*Your task*: Count the lines in the entries below that contain the word "point". Give only the number.

*Records shown*:
····················

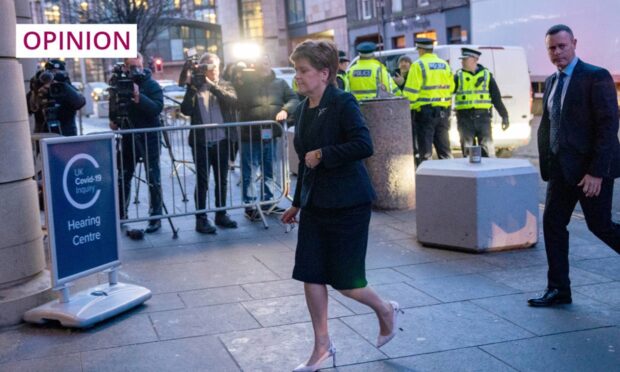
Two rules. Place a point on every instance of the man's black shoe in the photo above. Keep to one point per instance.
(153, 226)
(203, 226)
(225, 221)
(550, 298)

····················

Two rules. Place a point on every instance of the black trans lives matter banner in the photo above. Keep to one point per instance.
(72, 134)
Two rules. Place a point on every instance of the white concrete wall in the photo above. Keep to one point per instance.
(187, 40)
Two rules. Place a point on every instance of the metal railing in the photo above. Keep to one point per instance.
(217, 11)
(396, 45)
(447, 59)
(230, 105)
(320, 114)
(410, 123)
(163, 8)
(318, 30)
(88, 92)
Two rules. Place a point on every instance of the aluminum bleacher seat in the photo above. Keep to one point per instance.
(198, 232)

····················

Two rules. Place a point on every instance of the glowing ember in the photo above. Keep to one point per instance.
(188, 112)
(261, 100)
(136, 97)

····················

*Answer below*: 6